### EXERCICE PROPOSÉ 1
Répondez aux questions suivantes sur l'extrait relatif à la compétence de la Cour fédérale.
(a) Par quelle instance la loi attributive de compétence doit-elle être adoptée ?
(b) Quels articles de la Loi sur la Cour fédérale sont cités ?
(c) Quel recours ces dispositions permettent-elles à la Cour d'accorder ?
### EXERCICE PROPOSÉ 2
Recopiez l'extrait relatif à la compétence de la Cour fédérale à partir de « Il doit y avoir » jusqu'à « 1867 à 1982. » inclus.
##### EXTRAIT FOURNI #####
Il doit y avoir attribution de compétence par une loi du Parlement fédéral. Il semble clair que les articles 25 et 44 de la Loi sur la Cour fédérale, précités, satisfont à cette première exigence en attribuant compétence à la présente Cour. Ces deux dispositions n’ont aucun sens, sinon celui d’être attributives de compétence. Plus précisément, ensemble elles lui attribuent la compétence d’accorder une injonction, s’il lui paraît juste ou opportun de le faire, dans le cas où ce recours est exercé, entre administrés, en vertu du droit canadien, et ne ressortit pas à un tribunal constitué ou maintenu sous le régime d’une des Lois constitutionnelles de 1867 à 1982.

(page 167)
##### DONNÉES ENREGISTRÉES #####
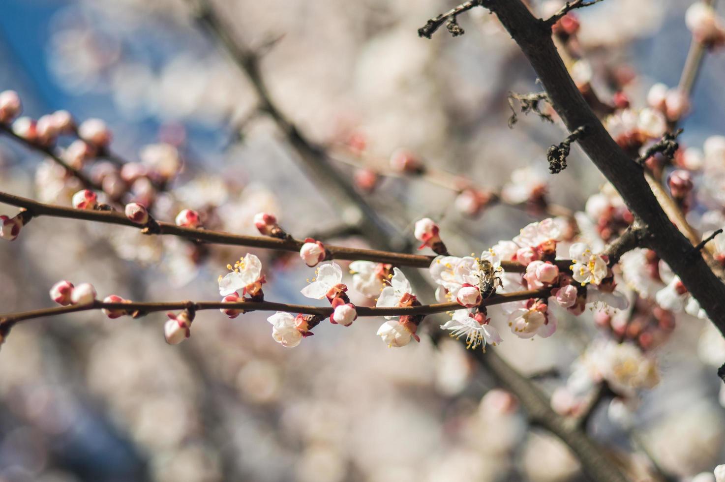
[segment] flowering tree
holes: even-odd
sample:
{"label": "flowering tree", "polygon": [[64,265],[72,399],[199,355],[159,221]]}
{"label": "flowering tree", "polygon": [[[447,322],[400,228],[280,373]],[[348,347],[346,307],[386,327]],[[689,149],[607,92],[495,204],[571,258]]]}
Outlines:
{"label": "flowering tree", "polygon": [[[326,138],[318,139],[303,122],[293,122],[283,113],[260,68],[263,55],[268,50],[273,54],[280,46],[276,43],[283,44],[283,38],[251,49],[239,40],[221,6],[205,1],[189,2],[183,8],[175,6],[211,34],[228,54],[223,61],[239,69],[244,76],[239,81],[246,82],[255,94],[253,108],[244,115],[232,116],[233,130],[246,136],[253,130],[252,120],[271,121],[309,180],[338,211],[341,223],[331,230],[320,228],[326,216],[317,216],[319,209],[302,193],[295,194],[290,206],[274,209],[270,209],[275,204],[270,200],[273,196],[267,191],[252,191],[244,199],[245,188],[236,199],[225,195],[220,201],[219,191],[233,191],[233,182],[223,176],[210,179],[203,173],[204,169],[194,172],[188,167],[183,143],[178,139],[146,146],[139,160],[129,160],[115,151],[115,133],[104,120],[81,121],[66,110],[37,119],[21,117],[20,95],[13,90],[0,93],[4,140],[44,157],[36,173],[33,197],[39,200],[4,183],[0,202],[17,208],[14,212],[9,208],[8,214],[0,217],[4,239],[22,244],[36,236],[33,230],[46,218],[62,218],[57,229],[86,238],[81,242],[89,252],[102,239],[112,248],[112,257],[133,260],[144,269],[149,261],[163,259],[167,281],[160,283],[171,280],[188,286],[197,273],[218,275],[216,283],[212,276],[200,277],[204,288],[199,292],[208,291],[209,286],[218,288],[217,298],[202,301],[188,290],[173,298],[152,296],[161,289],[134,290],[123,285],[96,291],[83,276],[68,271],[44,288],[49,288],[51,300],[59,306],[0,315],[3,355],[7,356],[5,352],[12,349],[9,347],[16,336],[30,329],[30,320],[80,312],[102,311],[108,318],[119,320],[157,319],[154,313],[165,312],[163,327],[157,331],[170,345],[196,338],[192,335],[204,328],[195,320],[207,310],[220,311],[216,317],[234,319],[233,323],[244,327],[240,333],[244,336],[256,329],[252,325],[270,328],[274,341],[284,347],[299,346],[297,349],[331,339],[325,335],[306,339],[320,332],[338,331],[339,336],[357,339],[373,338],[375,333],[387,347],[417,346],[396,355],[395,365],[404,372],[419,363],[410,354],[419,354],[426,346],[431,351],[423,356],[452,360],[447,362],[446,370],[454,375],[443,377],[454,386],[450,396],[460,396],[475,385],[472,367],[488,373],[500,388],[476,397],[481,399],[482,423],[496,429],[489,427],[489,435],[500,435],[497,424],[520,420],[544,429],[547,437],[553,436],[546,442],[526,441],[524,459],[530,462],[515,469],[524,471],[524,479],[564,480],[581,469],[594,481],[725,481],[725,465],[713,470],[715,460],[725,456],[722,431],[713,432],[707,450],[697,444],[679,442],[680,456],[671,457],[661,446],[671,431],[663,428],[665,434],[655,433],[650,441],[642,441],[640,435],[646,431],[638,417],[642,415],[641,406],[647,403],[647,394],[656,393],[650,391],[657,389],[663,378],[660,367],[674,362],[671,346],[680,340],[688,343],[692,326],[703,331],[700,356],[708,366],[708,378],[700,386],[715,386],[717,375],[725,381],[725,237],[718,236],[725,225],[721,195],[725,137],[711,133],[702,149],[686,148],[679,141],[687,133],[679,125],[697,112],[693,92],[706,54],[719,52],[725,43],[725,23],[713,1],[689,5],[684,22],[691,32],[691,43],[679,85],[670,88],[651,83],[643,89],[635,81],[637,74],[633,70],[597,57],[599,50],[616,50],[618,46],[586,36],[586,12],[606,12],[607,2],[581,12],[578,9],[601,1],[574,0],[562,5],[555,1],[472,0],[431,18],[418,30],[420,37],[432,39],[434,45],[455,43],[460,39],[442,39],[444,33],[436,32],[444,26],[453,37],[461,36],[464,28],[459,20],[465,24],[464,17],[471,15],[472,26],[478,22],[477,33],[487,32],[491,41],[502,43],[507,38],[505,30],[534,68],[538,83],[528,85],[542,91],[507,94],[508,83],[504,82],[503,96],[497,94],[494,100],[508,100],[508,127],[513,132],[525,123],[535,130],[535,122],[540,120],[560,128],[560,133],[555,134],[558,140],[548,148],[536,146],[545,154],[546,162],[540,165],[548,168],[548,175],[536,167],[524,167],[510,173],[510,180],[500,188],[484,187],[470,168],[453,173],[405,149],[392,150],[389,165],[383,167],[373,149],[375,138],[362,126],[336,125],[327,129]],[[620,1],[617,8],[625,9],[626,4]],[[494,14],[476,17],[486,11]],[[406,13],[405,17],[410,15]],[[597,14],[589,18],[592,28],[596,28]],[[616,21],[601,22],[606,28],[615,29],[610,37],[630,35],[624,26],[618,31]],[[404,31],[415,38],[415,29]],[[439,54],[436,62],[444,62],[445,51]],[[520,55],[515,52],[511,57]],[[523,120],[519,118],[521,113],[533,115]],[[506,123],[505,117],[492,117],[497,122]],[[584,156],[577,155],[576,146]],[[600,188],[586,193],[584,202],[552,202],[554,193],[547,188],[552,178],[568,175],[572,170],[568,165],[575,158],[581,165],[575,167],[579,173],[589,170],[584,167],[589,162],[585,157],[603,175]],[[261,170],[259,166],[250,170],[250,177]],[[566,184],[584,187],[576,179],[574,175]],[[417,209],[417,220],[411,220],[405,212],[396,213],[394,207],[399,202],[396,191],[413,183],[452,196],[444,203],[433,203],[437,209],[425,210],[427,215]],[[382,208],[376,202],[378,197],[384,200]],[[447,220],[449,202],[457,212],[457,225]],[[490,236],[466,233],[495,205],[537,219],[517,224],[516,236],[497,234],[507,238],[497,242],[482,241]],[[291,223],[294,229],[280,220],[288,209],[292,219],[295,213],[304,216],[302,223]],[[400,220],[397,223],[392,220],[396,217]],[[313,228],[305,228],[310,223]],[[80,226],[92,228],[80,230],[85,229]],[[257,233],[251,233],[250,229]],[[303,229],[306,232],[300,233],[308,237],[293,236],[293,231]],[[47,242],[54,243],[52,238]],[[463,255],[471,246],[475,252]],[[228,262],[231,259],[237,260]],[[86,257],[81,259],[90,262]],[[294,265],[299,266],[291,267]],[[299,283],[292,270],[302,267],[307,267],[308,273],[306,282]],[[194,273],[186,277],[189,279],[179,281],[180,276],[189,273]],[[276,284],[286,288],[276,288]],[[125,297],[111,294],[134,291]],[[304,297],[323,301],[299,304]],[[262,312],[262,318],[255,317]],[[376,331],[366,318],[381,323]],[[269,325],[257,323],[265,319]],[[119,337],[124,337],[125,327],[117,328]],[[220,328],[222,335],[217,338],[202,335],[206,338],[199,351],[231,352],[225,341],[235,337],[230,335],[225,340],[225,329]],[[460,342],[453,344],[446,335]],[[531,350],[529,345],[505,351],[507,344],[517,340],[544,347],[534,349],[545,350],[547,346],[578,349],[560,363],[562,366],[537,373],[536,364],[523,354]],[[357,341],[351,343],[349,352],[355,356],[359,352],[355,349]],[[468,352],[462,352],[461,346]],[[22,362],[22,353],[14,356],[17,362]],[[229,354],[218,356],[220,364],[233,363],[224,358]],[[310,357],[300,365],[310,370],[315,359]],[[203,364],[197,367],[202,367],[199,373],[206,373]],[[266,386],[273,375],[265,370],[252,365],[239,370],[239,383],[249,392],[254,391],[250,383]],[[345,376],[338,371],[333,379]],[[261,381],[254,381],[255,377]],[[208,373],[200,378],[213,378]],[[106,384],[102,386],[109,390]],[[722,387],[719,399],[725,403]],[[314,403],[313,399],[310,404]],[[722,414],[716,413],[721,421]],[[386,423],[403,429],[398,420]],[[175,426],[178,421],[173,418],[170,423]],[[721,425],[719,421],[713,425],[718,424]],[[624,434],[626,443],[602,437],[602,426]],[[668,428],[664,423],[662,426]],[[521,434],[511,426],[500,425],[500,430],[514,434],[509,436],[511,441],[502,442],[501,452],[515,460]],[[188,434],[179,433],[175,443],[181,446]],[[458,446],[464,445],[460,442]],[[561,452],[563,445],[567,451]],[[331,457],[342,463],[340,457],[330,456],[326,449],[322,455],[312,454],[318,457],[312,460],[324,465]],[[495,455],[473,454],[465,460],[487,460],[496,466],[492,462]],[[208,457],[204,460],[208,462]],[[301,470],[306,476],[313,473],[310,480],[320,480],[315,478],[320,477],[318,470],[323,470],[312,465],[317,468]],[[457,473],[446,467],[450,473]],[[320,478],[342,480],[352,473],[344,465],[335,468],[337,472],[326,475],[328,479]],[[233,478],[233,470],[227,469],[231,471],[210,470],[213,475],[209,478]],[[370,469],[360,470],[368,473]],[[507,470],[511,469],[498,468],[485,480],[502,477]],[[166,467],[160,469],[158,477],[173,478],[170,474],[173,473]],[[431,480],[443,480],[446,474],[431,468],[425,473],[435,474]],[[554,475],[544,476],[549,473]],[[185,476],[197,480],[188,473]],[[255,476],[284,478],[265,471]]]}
#####
##### DONNÉES ENREGISTRÉES #####
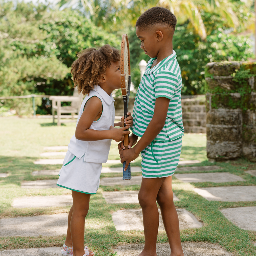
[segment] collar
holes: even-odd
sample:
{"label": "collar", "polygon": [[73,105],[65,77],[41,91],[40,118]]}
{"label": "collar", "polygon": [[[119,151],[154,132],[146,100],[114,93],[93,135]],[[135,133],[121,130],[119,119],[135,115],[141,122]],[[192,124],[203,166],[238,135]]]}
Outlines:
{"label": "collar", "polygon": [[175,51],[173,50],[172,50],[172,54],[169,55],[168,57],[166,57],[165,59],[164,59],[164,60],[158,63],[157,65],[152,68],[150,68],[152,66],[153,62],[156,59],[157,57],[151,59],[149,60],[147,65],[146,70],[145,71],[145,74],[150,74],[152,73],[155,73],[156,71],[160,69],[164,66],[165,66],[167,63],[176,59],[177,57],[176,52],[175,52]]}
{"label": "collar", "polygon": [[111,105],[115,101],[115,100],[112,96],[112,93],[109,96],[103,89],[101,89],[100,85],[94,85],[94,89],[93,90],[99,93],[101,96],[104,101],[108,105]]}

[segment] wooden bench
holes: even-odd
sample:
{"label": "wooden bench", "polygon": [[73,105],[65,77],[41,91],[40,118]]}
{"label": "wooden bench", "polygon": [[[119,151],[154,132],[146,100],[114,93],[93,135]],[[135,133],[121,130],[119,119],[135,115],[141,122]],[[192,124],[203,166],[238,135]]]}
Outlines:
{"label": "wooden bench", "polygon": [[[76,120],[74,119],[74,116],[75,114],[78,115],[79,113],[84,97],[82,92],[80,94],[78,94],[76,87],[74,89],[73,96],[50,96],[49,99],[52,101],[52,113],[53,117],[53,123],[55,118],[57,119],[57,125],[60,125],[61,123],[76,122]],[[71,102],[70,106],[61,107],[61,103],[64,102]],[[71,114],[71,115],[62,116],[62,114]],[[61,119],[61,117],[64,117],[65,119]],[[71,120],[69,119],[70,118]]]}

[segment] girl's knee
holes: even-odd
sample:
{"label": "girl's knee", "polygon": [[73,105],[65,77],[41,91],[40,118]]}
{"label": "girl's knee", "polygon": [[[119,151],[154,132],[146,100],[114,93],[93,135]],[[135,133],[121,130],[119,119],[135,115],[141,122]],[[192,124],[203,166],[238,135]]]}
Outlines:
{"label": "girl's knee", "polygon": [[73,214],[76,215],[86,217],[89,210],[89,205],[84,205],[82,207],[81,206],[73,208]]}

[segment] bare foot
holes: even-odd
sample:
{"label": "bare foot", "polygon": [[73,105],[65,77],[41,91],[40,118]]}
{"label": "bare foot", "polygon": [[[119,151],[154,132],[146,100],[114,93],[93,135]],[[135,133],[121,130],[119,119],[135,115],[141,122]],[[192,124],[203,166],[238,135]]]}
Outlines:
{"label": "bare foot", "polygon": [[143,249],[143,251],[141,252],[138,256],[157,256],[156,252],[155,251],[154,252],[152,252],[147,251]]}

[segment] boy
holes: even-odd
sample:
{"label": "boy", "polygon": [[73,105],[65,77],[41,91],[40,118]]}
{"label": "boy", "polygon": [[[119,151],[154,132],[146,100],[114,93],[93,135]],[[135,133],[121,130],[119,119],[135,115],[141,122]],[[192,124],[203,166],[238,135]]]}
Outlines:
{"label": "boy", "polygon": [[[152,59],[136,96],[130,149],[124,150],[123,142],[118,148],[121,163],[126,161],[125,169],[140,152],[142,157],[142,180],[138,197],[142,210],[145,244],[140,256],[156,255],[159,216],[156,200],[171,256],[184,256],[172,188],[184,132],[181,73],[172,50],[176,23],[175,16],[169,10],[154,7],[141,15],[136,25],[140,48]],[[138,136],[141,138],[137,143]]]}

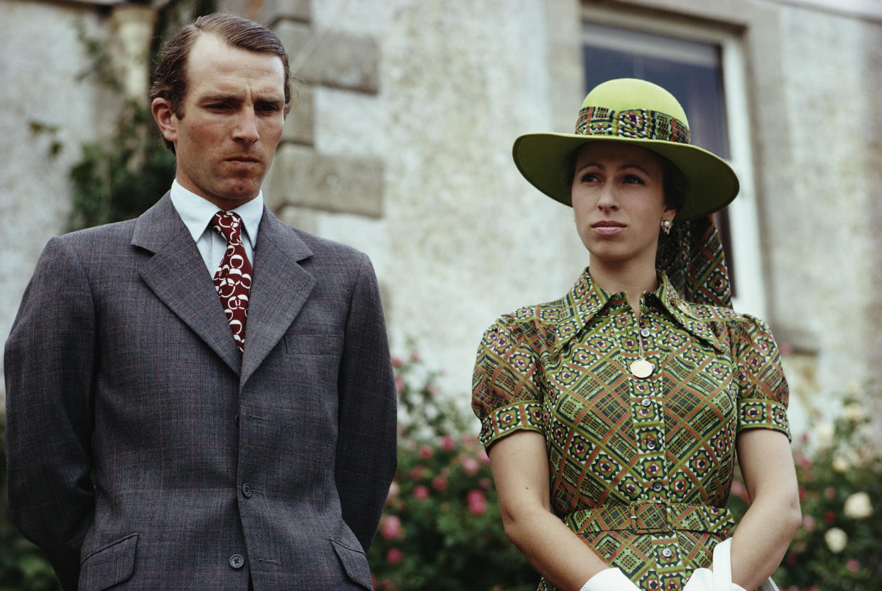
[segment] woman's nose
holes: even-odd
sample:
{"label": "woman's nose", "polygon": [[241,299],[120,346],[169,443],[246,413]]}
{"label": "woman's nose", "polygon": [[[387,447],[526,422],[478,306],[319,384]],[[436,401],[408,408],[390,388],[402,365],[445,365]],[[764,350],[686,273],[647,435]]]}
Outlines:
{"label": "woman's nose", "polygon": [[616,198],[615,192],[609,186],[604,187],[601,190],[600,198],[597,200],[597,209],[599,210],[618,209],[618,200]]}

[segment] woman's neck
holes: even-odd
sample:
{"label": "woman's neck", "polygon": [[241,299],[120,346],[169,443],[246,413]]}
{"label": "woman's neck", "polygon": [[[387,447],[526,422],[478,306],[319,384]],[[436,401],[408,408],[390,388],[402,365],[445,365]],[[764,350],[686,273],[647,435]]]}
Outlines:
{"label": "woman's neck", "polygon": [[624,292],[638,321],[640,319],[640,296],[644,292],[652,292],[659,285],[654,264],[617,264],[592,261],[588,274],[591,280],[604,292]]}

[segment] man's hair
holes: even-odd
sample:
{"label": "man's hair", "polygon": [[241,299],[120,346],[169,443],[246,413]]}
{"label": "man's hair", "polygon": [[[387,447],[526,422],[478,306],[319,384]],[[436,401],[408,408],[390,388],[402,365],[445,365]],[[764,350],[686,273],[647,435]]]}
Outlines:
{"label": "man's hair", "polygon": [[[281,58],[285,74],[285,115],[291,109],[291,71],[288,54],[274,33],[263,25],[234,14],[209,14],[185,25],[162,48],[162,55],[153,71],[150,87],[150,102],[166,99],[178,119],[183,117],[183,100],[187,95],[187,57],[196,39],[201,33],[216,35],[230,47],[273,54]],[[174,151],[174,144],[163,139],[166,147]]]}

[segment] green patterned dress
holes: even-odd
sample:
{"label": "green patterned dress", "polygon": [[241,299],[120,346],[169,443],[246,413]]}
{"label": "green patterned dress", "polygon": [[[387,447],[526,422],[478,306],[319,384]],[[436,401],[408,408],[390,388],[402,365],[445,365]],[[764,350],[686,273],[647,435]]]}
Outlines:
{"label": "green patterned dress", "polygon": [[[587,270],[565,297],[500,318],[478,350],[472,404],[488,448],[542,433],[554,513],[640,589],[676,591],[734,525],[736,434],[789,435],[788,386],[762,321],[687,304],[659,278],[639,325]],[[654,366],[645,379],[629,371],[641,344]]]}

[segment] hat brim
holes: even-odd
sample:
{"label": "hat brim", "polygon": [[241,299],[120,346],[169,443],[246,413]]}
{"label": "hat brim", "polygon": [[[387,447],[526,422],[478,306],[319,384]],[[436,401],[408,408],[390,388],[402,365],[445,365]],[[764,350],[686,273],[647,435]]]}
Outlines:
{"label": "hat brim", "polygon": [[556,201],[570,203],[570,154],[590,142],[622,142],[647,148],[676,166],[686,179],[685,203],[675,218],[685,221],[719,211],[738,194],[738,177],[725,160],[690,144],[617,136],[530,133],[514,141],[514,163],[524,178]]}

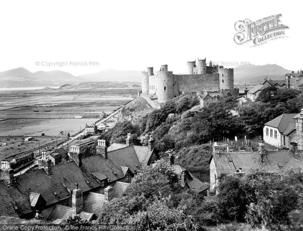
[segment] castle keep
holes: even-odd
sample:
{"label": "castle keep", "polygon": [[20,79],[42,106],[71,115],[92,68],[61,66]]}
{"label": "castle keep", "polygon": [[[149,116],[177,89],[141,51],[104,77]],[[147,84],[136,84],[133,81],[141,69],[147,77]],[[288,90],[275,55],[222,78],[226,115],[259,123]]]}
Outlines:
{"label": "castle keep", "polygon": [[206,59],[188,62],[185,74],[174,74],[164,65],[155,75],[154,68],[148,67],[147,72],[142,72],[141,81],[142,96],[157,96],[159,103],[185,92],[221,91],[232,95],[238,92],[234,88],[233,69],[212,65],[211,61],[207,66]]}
#####
### RÉPONSE ATTENDUE 1
(a) Par le Parlement fédéral.
(b) Les articles 25 et 44.
(c) Une injonction.

### RÉPONSE ATTENDUE 2
Il doit y avoir attribution de compétence par une loi du Parlement fédéral. Il semble clair que les articles 25 et 44 de la Loi sur la Cour fédérale, précités, satisfont à cette première exigence en attribuant compétence à la présente Cour. Ces deux dispositions n’ont aucun sens, sinon celui d’être attributives de compétence. Plus précisément, ensemble elles lui attribuent la compétence d’accorder une injonction, s’il lui paraît juste ou opportun de le faire, dans le cas où ce recours est exercé, entre administrés, en vertu du droit canadien, et ne ressortit pas à un tribunal constitué ou maintenu sous le régime d’une des Lois constitutionnelles de 1867 à 1982.